### Extrait de texte:
:::

Le cadre d’action de l’ICN2 comprend une section intitulée « systèmes alimentaires sains pour des régimes sains » présentant un nombre de recommandations plus important que dans les autres sections. Elles comprennent la promotion de la diversification des cultures, l’établissement de normes alimentaires nationales ou fondées sur les nutriments, le renforcement de la production alimentaire locale, la transformation des aliments et la mise en place d’instruments réglementaires et volontaires pour des régimes sains. La vaste gamme de recommandations reflète les différents moyens de mettre les systèmes alimentaires et agricoles au service d’une meilleure nutrition. Le tout est d’identifier les points d’entrée que nous pouvons mettre à profit compte tenu des préférences socioculturelles, du climat et du paysage politiques environnants.

Alors que ces derniers relèvent clairement de la compétence de chaque pays, un consensus émerge dans la communauté internationale sur les domaines de politique qui présentent le plus grand potentiel d’amélioration de la nutrition. Ils comprennent les politiques de production agricole, les stratégies conçues pour influer sur le pouvoir d’achat des consommateurs (p. ex. les transferts d’espèces, les subventions aux consommateurs), les politiques relatives à la transformation des aliments et à la demande des consommateurs ainsi que les politiques commerciales et du marché telles que les barrières tarifaires à l’importation ou les interdictions de mise sur le marché (Groupe de discussion mondial sur les systèmes agricoles et alimentaires pour la nutrition, 2014).

:::

### Ensemble de données:
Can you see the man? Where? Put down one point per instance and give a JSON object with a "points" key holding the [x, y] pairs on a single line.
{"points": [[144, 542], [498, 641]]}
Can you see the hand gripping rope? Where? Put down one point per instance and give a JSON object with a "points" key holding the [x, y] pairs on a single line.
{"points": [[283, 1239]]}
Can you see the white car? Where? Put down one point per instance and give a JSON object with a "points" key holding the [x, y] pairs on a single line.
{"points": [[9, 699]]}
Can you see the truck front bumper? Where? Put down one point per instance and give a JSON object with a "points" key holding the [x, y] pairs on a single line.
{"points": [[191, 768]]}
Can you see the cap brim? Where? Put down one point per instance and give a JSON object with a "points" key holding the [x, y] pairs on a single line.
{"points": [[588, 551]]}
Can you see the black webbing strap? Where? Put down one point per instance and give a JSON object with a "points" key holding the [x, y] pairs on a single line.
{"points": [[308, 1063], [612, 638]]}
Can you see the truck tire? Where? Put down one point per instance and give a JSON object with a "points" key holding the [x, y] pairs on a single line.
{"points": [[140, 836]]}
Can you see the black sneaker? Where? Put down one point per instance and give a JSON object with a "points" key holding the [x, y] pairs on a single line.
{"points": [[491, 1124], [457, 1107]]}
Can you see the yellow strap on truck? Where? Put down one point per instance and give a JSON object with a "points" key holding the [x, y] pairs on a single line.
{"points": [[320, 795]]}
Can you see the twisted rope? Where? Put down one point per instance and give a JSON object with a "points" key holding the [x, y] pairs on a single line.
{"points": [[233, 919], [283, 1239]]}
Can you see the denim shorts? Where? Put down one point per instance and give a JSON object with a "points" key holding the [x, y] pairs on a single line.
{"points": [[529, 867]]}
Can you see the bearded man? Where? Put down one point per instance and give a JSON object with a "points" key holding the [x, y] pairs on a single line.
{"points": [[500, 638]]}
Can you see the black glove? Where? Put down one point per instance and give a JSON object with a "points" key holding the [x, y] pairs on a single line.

:::

### Consigne:
Expliquez, s'il vous plaît, en une à trois phrases ce que reflète, d'après l'extrait de texte, la vaste gamme de recommandations de la section « systèmes alimentaires sains pour des régimes sains ».

### Réponse ci-dessous:
Cette vaste gamme de recommandations reflète les différents moyens de mettre les systèmes alimentaires et agricoles au service d'une meilleure nutrition.